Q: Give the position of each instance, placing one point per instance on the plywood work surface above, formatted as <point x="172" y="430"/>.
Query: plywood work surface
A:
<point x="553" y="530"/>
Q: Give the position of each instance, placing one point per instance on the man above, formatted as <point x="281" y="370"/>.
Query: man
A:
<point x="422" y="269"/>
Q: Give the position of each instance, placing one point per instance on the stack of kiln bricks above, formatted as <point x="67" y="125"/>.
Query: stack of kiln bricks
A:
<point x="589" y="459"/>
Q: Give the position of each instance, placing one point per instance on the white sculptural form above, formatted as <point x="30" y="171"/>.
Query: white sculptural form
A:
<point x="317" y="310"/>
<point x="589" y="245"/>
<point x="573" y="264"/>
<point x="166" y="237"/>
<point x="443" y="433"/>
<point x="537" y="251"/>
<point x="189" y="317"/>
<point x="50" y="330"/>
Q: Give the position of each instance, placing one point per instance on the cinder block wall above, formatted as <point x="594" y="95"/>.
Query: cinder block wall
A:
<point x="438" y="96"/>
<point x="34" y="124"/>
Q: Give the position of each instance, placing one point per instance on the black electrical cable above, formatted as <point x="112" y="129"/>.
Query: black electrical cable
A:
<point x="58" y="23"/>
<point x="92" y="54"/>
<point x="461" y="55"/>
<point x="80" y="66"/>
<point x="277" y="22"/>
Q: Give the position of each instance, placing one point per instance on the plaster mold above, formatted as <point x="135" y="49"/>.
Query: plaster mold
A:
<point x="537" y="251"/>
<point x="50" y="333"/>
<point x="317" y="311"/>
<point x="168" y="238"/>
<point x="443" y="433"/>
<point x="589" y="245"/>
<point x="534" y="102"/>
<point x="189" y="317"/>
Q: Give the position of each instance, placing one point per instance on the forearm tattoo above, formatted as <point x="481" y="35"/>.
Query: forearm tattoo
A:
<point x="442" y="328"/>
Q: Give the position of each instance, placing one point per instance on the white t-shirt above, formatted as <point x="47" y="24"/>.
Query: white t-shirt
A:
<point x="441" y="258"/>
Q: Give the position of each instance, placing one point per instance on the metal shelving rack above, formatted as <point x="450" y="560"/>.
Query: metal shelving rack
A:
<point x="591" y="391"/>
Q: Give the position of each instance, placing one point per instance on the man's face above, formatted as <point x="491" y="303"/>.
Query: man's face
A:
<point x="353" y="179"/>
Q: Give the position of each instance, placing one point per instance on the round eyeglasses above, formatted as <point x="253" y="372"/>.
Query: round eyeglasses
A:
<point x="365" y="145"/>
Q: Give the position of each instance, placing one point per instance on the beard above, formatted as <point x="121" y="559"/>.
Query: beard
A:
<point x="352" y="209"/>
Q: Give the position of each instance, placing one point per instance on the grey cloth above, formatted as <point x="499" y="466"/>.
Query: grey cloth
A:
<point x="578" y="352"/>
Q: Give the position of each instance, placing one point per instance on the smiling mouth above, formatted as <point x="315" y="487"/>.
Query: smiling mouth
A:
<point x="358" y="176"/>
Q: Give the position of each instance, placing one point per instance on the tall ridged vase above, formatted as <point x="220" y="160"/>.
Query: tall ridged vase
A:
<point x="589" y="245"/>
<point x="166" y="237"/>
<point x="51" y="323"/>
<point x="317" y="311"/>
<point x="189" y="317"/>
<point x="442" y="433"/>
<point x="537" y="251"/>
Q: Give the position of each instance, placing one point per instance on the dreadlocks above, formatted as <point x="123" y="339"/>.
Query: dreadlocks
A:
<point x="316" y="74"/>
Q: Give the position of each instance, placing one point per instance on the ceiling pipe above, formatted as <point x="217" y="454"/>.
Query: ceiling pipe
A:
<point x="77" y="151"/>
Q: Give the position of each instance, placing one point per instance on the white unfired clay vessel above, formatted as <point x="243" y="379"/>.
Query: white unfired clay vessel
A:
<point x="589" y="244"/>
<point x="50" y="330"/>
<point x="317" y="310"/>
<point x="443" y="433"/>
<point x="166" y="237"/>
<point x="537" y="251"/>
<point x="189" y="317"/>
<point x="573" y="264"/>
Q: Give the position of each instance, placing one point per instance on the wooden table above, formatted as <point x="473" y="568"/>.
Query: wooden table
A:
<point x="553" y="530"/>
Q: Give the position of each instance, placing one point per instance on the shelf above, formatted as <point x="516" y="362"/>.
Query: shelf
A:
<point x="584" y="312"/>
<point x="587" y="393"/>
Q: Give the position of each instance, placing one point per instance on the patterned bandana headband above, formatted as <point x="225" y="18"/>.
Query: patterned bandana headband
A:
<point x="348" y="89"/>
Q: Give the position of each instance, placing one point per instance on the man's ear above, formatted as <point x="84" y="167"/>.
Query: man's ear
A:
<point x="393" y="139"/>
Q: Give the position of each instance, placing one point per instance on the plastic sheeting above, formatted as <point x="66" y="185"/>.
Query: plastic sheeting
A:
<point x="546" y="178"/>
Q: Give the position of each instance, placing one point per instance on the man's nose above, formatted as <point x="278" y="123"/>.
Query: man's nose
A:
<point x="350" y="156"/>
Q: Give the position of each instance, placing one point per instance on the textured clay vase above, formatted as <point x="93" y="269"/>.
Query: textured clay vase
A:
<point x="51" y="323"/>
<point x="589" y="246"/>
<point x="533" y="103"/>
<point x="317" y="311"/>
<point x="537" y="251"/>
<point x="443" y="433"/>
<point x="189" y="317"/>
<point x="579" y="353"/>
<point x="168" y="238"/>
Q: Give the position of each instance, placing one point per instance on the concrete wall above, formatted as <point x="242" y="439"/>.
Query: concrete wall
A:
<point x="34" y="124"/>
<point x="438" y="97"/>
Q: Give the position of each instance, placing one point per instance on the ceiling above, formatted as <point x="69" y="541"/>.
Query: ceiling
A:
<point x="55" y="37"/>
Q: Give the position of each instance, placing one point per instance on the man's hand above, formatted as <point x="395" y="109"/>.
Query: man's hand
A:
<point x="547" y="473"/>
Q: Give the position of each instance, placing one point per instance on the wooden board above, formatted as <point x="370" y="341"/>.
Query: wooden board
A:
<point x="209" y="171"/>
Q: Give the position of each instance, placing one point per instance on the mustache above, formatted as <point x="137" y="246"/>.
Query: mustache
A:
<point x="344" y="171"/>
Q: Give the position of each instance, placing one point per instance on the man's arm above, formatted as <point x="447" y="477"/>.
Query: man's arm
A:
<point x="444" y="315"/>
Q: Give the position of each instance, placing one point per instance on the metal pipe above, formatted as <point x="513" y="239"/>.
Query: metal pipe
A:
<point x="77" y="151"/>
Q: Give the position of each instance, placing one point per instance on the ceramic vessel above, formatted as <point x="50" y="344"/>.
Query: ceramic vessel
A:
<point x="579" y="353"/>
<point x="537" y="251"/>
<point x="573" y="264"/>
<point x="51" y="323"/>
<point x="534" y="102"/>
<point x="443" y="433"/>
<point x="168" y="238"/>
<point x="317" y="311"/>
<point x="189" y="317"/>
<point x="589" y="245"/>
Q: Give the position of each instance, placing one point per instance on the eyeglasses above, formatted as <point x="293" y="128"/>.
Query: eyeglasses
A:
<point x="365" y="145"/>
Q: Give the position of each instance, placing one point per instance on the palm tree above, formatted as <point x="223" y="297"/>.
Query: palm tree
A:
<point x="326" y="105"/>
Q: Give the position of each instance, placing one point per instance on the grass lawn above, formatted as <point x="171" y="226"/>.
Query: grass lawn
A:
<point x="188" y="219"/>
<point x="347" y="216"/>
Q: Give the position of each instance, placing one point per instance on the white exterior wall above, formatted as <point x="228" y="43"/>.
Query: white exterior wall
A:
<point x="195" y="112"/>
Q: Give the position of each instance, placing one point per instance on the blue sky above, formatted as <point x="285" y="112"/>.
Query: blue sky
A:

____________

— EXERCISE PROMPT —
Write out the whole listing above once more, exactly.

— RESULT OF THIS EXERCISE —
Q: Give the position of each instance, placing one point per instance on the plywood work surface above, formatted as <point x="172" y="430"/>.
Query: plywood work surface
A:
<point x="553" y="530"/>
Q: Give the position of each instance, placing one point per instance on the man above, formatted as <point x="281" y="370"/>.
Query: man
A:
<point x="422" y="269"/>
Q: Give the position of each instance, placing one point per instance on the stack of kiln bricks above, formatted as <point x="67" y="125"/>.
Query: stack of kiln bricks
A:
<point x="589" y="459"/>
Q: Give the position of each instance, placing one point per instance on the white sculptural form above, formatted as <point x="30" y="171"/>.
Query: white sculptural form
A:
<point x="317" y="310"/>
<point x="589" y="245"/>
<point x="573" y="264"/>
<point x="166" y="237"/>
<point x="443" y="433"/>
<point x="537" y="251"/>
<point x="189" y="317"/>
<point x="50" y="330"/>
Q: Give the position of each instance, placing one point per instance on the cinder block wall above, formatted as <point x="594" y="95"/>.
Query: cinder block wall
A:
<point x="438" y="96"/>
<point x="34" y="124"/>
Q: Give the position of each instance, placing one point per instance on the black electrical cable above, formatted as <point x="112" y="129"/>.
Query: black electrical cable
A:
<point x="58" y="23"/>
<point x="92" y="54"/>
<point x="461" y="55"/>
<point x="80" y="66"/>
<point x="277" y="22"/>
Q: Give the position of each instance, placing one point per instance on the plaster mold above, formatted as <point x="135" y="49"/>.
Query: plaster mold
A:
<point x="537" y="251"/>
<point x="50" y="333"/>
<point x="317" y="311"/>
<point x="168" y="238"/>
<point x="443" y="433"/>
<point x="589" y="245"/>
<point x="534" y="102"/>
<point x="189" y="317"/>
Q: Give the position of each instance, placing one point per instance on the forearm tattoo above, formatted as <point x="481" y="35"/>.
Query: forearm tattoo
A:
<point x="442" y="328"/>
Q: Give the position of each instance, placing one point per instance on the white t-shirt above, formatted as <point x="47" y="24"/>.
Query: white t-shirt
A:
<point x="441" y="258"/>
Q: Give the position of each instance, placing one point per instance on the metal shelving rack above, formatted as <point x="450" y="560"/>.
Query: metal shelving rack
A:
<point x="591" y="391"/>
Q: Give the position of each instance, placing one point per instance on the man's face above, formatted as <point x="491" y="303"/>.
Query: man's face
A:
<point x="353" y="179"/>
Q: Give the position of each instance, placing one point per instance on the round eyeglasses above, formatted as <point x="253" y="372"/>.
Query: round eyeglasses
A:
<point x="365" y="145"/>
Q: Give the position of each instance, placing one point per instance on the beard above, formatted as <point x="121" y="559"/>.
Query: beard
A:
<point x="352" y="209"/>
Q: Give the position of each instance, placing one point per instance on the grey cloth above, formatted as <point x="499" y="466"/>.
Query: grey cloth
A:
<point x="578" y="352"/>
Q: Give the position of each instance, placing one point per instance on the smiling mouth above, formatted as <point x="315" y="487"/>.
Query: smiling mouth
A:
<point x="358" y="176"/>
Q: Give the position of each instance, placing one point per instance on the tall ridged vase above, formatted as <point x="220" y="160"/>.
Query: tall ridged vase
A:
<point x="589" y="245"/>
<point x="166" y="237"/>
<point x="51" y="323"/>
<point x="317" y="311"/>
<point x="189" y="317"/>
<point x="442" y="433"/>
<point x="537" y="251"/>
Q: Give the position of each instance, placing one point per instance on the dreadlocks above, formatted as <point x="123" y="339"/>.
Query: dreadlocks
A:
<point x="316" y="74"/>
Q: Give the position of each instance, placing one point per instance on the ceiling pipe above, formatted as <point x="217" y="454"/>.
Query: ceiling pipe
A:
<point x="77" y="151"/>
Q: Give the position of each instance, placing one point per instance on the white unfired clay vessel above, formatted as <point x="243" y="379"/>.
Query: white unfired clay vessel
A:
<point x="589" y="244"/>
<point x="50" y="330"/>
<point x="317" y="310"/>
<point x="443" y="433"/>
<point x="166" y="237"/>
<point x="537" y="251"/>
<point x="189" y="317"/>
<point x="573" y="264"/>
Q: Give the position of each instance, placing one point per instance on the wooden table above, formatted as <point x="473" y="568"/>.
Query: wooden table
A:
<point x="553" y="530"/>
Q: Give the position of each instance, placing one point per instance on the shelf above, formatted as <point x="516" y="362"/>.
Query: shelf
A:
<point x="584" y="312"/>
<point x="587" y="393"/>
Q: Give the position of each instance, placing one point per instance on the patterned bandana headband above, formatted as <point x="225" y="18"/>.
Query: patterned bandana headband
A:
<point x="348" y="89"/>
Q: Give the position of each instance, placing one point per instance on the man's ear above, formatted as <point x="84" y="167"/>.
Query: man's ear
A:
<point x="393" y="139"/>
Q: Give the position of each instance, placing one point per instance on the plastic sheeting above, formatted as <point x="66" y="185"/>.
Query: plastic sheeting
A:
<point x="546" y="178"/>
Q: Give the position of each instance, placing one point per instance on the man's nose above, formatted as <point x="278" y="123"/>.
Query: man's nose
A:
<point x="350" y="156"/>
Q: Give the position of each instance, placing one point per instance on the textured clay vase above, formatted as <point x="93" y="269"/>.
Query: textured clay vase
A:
<point x="51" y="323"/>
<point x="589" y="246"/>
<point x="533" y="103"/>
<point x="317" y="311"/>
<point x="537" y="251"/>
<point x="443" y="433"/>
<point x="189" y="317"/>
<point x="579" y="353"/>
<point x="168" y="238"/>
Q: Give the position of each instance, placing one point per instance on the concrete wall above, formatted as <point x="242" y="439"/>.
Query: concrete wall
A:
<point x="34" y="124"/>
<point x="438" y="97"/>
Q: Give the position of each instance, placing one point per instance on the ceiling above, formatted as <point x="69" y="541"/>.
Query: ceiling
A:
<point x="55" y="37"/>
Q: Give the position of each instance, placing one point per instance on the man's hand above, formatted as <point x="395" y="109"/>.
Query: man's hand
A:
<point x="547" y="473"/>
Q: Give the position of each instance, placing one point per instance on the wooden board above, formatted as <point x="370" y="341"/>.
Query: wooden board
A:
<point x="209" y="171"/>
Q: Give the position of each instance, placing one point per instance on the mustache above, formatted as <point x="137" y="246"/>.
Query: mustache
A:
<point x="344" y="171"/>
Q: Give the position of each instance, placing one point per instance on the man's arm above, formatted as <point x="447" y="477"/>.
Query: man's arm
A:
<point x="444" y="315"/>
Q: Give the position of each instance, placing one point per instance on the metal pipe above, formatted as <point x="513" y="239"/>.
Query: metal pipe
A:
<point x="77" y="151"/>
Q: Give the position of each instance, placing one point per instance on the ceramic vessel above, formatted as <point x="50" y="344"/>.
Query: ceramic vessel
A:
<point x="579" y="353"/>
<point x="537" y="251"/>
<point x="573" y="264"/>
<point x="51" y="323"/>
<point x="534" y="102"/>
<point x="443" y="433"/>
<point x="168" y="238"/>
<point x="317" y="311"/>
<point x="189" y="317"/>
<point x="589" y="245"/>
Q: Give the position of each instance, placing one point per instance on the eyeglasses above, formatted as <point x="293" y="128"/>.
Query: eyeglasses
A:
<point x="365" y="145"/>
Q: Give the position of each instance, placing one point per instance on the palm tree above, formatted as <point x="223" y="297"/>.
Query: palm tree
A:
<point x="326" y="105"/>
Q: Give the position of each instance, placing one point per instance on the grass lawn above, formatted as <point x="171" y="226"/>.
Query: grass lawn
A:
<point x="188" y="219"/>
<point x="347" y="216"/>
Q: Give the position of each instance, placing one point per instance on the white exterior wall above, formatted as <point x="228" y="43"/>.
Query: white exterior wall
A:
<point x="195" y="112"/>
Q: Give the position of each instance, placing one point per instance on the blue sky above, formatted as <point x="285" y="112"/>.
Query: blue sky
A:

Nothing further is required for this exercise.